_Dataset records_:
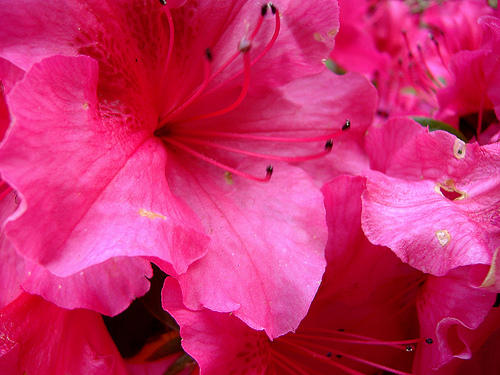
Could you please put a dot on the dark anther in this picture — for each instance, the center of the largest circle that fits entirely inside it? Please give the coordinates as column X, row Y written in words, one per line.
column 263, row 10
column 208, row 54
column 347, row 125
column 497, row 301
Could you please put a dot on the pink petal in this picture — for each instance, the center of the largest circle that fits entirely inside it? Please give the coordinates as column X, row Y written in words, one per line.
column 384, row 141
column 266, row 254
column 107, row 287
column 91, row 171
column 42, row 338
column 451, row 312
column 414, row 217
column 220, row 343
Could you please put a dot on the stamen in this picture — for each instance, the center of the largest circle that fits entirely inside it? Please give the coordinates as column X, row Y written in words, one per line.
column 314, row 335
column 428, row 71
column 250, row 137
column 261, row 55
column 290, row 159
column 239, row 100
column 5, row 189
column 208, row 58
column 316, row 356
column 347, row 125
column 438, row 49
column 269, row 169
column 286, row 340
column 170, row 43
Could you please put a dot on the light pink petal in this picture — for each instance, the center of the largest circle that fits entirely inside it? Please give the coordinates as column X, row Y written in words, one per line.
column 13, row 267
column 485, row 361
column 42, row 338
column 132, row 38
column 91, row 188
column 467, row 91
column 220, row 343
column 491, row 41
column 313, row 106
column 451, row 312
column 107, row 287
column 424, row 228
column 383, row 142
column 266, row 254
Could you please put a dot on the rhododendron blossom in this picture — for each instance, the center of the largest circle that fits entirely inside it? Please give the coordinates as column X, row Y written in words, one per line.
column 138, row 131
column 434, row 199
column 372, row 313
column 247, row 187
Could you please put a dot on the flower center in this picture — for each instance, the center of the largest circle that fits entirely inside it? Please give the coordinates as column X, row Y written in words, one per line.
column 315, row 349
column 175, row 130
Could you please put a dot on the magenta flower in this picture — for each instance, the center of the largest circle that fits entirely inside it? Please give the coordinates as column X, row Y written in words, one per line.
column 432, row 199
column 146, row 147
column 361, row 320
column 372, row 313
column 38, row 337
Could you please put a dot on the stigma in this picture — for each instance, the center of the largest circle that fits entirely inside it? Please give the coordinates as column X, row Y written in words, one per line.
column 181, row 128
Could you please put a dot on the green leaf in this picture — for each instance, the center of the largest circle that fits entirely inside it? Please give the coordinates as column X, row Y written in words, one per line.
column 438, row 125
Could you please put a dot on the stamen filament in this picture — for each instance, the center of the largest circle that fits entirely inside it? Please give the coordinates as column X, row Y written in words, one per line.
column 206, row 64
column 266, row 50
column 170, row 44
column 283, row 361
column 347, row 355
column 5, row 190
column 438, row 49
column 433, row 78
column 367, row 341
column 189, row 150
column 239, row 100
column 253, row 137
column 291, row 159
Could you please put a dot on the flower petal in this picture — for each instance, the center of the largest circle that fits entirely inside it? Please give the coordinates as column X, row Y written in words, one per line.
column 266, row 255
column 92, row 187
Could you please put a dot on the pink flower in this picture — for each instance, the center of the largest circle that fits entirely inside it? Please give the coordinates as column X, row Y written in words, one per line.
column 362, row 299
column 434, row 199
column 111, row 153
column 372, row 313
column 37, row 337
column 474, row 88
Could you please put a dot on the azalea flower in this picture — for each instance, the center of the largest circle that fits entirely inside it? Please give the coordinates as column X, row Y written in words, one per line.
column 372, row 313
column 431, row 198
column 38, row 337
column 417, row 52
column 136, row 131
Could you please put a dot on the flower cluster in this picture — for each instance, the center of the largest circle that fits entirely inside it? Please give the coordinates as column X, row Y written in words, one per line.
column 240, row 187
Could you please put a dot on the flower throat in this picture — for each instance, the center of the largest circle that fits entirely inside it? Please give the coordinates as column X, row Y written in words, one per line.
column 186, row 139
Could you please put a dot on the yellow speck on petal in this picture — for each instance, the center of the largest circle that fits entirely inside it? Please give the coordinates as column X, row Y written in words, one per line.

_What to do_:
Copy out all of the entries above word for word, and leave the pictures out of your copy.

_Finished task_:
Could you please put a dot on the dark anther in this picture — for each instance, the center of the largest circle that fits entirely inside it? Please give the coordinates as column X, row Y written in words, one per line.
column 263, row 10
column 208, row 54
column 347, row 125
column 497, row 301
Could you please put a dot on the pink petal in this picture — for each instance, the center of the largest circle that fits entirely inside it? Please give the coordinates as column X, row Y written in words, one per line.
column 384, row 141
column 266, row 254
column 107, row 287
column 91, row 171
column 42, row 338
column 451, row 312
column 414, row 217
column 220, row 343
Could you please put a dot on the stamen in this picture — for each instance, the center of the largest circle that fits entirely inside it? Please give the coordinates as column X, row Y written in words, one per line.
column 314, row 335
column 428, row 71
column 250, row 137
column 261, row 55
column 290, row 159
column 239, row 100
column 5, row 189
column 208, row 58
column 316, row 356
column 347, row 125
column 438, row 49
column 269, row 169
column 286, row 340
column 170, row 43
Could you please put a dot on the light pink petal in this picture — for each instance, the center of the largest circle that fits entirely inside it? Please give the coordinates as column X, row Y written in words, one per line.
column 13, row 267
column 485, row 361
column 42, row 338
column 132, row 38
column 91, row 188
column 467, row 91
column 220, row 343
column 491, row 41
column 313, row 106
column 451, row 312
column 107, row 287
column 424, row 228
column 383, row 142
column 266, row 254
Could you please put a dot on the rhododendron blossom in this picture — for each instance, the center of the largest circle that fits entirely inside it? Please give the coordinates as column X, row Y written in words, one per line.
column 138, row 131
column 434, row 199
column 372, row 313
column 247, row 187
Could you please put a dot on the flower center in this picture — for each instance, the center of the largest circle that fits entirely inside it? Please give the coordinates as column X, row Y written in words, one per line.
column 315, row 349
column 175, row 130
Could you please put a dot on the magenta flower in this picture — for each instance, the center of the largest circle that fits entirely inside it? Please give the coordinates as column X, row Y written in words, one per line.
column 432, row 199
column 146, row 147
column 361, row 320
column 372, row 313
column 38, row 337
Could you please put a dot on the stigma in this picture — for each instance, the center of the largest circle that fits entirely inside it? Please give the coordinates as column X, row Y written in words, one per line.
column 181, row 128
Could you please put a dot on the green leaf in this picture — for each instance, the center of the largest circle that fits entirely inside it? Please give the coordinates as column X, row Y written in words, one per line.
column 438, row 125
Could you please put a dot on the stamen filament in this picture — for each instance, the center of the largest circle that fits entirely inside it? Please give the coordinates as column X, row Y written in words, one per line.
column 206, row 64
column 266, row 50
column 170, row 44
column 283, row 361
column 347, row 355
column 5, row 190
column 438, row 49
column 433, row 78
column 367, row 341
column 189, row 150
column 239, row 100
column 253, row 137
column 291, row 159
Could you please put a dot on the flower petal in this picture — for each instance, the center of the largest circle that fits entirely inside it? Please give the coordinates as column X, row Y written in words, one per line.
column 266, row 255
column 92, row 187
Could you please put a dot on the pink flower in this picture — for each instance, the center of the largest circle that fits entirely inside it? Please give the coordinates as column X, row Y written in words, one per line.
column 362, row 299
column 434, row 199
column 111, row 153
column 372, row 313
column 37, row 337
column 474, row 88
Could you please put a dot on the azalea flower in this picture — for each instance, the center of the largest circle that fits entirely inside it? Please give the coordinates as column X, row Y written in words, one per line.
column 372, row 313
column 431, row 198
column 38, row 337
column 417, row 52
column 136, row 131
Could you please put a dot on the flower cluster in this picture — for each instance, the center of the largest circle that fits entirely inside it? Please give the coordinates as column X, row Y written in words, one per line.
column 240, row 187
Could you please put a dot on the flower throat in this picture — for each instance, the center of the largest circle that fits entirely inside it? Please give the coordinates as column X, row Y written in words, one per line.
column 186, row 139
Could you please put a dot on the yellow speck on petal in this picture — for each instance, the center of the largest circle that fits entirely inside it? Please give the coordinates as column X, row Y written in words, one per line.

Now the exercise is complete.